What to work on:
Write out all of these lines again, replacing "Target" with "Item" everywhere it occurs and keeping every other word unchanged.

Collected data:
— START —

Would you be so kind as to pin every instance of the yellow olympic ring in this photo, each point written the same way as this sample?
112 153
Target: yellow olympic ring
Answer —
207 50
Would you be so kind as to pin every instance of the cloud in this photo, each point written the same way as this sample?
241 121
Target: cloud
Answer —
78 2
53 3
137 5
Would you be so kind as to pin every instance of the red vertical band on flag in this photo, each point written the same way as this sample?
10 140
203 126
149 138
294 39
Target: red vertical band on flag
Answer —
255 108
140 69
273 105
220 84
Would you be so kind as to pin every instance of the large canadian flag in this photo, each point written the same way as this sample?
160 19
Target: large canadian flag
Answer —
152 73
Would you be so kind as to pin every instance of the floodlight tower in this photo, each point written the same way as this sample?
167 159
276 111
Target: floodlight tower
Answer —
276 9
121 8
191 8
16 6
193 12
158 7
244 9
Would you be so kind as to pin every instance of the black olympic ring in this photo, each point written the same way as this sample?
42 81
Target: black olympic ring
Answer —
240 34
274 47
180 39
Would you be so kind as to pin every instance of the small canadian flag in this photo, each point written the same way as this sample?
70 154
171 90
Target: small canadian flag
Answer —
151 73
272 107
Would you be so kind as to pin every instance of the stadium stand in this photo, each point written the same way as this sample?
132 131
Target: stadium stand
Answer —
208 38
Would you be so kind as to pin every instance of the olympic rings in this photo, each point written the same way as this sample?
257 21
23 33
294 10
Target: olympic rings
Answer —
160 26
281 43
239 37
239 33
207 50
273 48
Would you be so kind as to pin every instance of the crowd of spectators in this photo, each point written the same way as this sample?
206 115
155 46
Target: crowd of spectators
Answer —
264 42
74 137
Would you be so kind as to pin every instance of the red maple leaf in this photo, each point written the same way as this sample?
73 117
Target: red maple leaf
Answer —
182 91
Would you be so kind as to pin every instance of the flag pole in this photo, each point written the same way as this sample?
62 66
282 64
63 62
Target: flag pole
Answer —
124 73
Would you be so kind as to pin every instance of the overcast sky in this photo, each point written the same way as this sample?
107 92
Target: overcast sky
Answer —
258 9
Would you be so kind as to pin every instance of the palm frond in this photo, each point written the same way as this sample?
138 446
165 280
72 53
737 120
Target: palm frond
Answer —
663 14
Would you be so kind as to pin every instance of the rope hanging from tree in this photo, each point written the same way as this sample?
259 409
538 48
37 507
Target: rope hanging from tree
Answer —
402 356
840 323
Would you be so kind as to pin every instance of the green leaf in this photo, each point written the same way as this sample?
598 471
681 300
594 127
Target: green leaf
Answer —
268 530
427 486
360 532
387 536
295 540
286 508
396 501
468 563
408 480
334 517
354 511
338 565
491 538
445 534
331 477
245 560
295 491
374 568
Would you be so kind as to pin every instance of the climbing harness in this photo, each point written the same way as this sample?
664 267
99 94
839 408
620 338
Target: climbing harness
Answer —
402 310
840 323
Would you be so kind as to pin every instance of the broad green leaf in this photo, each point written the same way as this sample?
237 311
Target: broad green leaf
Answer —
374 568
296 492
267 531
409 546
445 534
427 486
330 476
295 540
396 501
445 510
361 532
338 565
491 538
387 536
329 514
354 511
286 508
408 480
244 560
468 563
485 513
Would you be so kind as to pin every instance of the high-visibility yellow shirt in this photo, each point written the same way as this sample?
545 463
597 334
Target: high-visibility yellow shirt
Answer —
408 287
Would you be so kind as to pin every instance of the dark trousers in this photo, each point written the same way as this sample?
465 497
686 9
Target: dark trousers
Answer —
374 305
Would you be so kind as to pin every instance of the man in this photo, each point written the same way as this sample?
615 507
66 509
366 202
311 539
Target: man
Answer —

— END —

Task output:
Would you be so kind as to pin every instance of the yellow olympic ring in this photo, each point written the same way as this sample?
112 153
Item: yellow olympic ring
Answer —
207 50
Would you be so kind as to pin every instance of the cloud in this photo, each point written the same way as this sample?
241 121
Item: cloud
Answer —
78 2
53 3
137 5
Would you be so kind as to pin every instance of the red vertical band on flag in this photo, each point written the same way as this sample?
10 140
203 126
149 138
294 39
Item: red vertical band on flag
Answer —
255 108
140 69
273 105
220 84
Would you be so kind as to pin every instance of the large canadian flag in this photo, each point written the same way as this sample?
160 19
Item: large canadian flag
Answer —
152 73
Would you be so kind as to pin every instance of the floodlight tower in this photo, each point written the same way as this sample?
167 159
276 111
Item: floodlight tower
Answer —
276 9
121 8
191 8
16 6
193 12
158 7
244 9
Would you be so kind as to pin every instance of the black olympic ring in this photo, each point written the same way as this sample?
42 81
Item: black olympic ring
Answer —
240 34
274 47
180 39
Would you be so kind as to pin every instance of the small canadian flag in this photo, each point written the same way as this sample?
70 154
171 90
Item: small canadian flag
Answer —
151 73
272 107
Would you be so kind as to pin every instance of the stadium stand in this photo, each point written the same way as this sample?
132 131
Item: stadium stand
Answer —
208 38
Would you be so kind as to pin every instance of the olympic rings in this photo, each point written the same way as this sample?
257 21
23 33
294 10
Item: olympic rings
Answer —
160 26
281 43
239 37
239 33
207 50
273 48
Would you be so kind as to pin every instance of the crowd of spectators in this photo, each point written the same way as this sample?
206 115
155 46
Item: crowd of spectators
Answer —
264 42
74 137
Would you be so kind as to pin every instance of the red maple leaf in this photo, each point written the same way as this sample?
73 117
Item: red maple leaf
Answer —
182 91
Would you be so kind as to pin every instance of the flag pole in this photo, each point written the same way as this sample?
62 66
282 64
63 62
Item: flag pole
Answer —
124 73
Would you be so kind as to pin every instance of the overcast sky in this photo, each point written the same way as this sample?
107 92
Item: overcast sky
Answer —
258 9
Would you be so kind as to pin every instance of the palm frond in this photo, each point written the same way as this sample?
138 446
165 280
72 53
737 120
Item: palm frond
Answer —
663 14
Would you be so kind as to pin every instance of the rope hanging from tree in this photo, each point written the same way as this sample?
259 409
538 48
37 507
Item: rope hanging from tree
Answer —
402 356
840 323
Would you be so kind as to pin every instance of the green leaf in this photo, each point written the same way as this sample?
598 471
681 300
594 127
Item: green leaf
Answer —
268 530
427 486
360 532
387 536
295 540
286 508
396 501
468 563
408 480
334 517
354 511
338 565
491 538
445 534
331 477
245 560
295 491
374 568
Would you be so kind as to pin every instance of the climbing harness in this photo, each point written the same way as this sample?
664 267
99 94
839 408
620 338
Item: climbing harness
Answer —
402 310
840 323
Would you be so kind as to pin every instance of the broad green leaf in this photo, each point written the same way as this sample?
237 311
Item: broad green leaf
Answer —
374 568
296 492
267 531
409 546
445 534
427 486
330 476
295 540
396 501
445 510
361 532
338 565
491 538
387 536
329 514
354 511
286 508
408 480
244 560
468 563
485 513
Would you be so kind as to pin every instance of the high-visibility yellow shirt in this photo, each point written the same way as this sample?
545 463
597 334
Item: high-visibility yellow shirt
Answer —
408 287
Would you be so kind as to pin every instance of the dark trousers in this photo, each point written the same way as this sample?
465 497
686 9
Item: dark trousers
Answer —
374 305
Would you be so kind as to pin every instance of the man in this photo, each point written the same way as this sample?
615 507
66 509
366 202
311 539
Item: man
Answer —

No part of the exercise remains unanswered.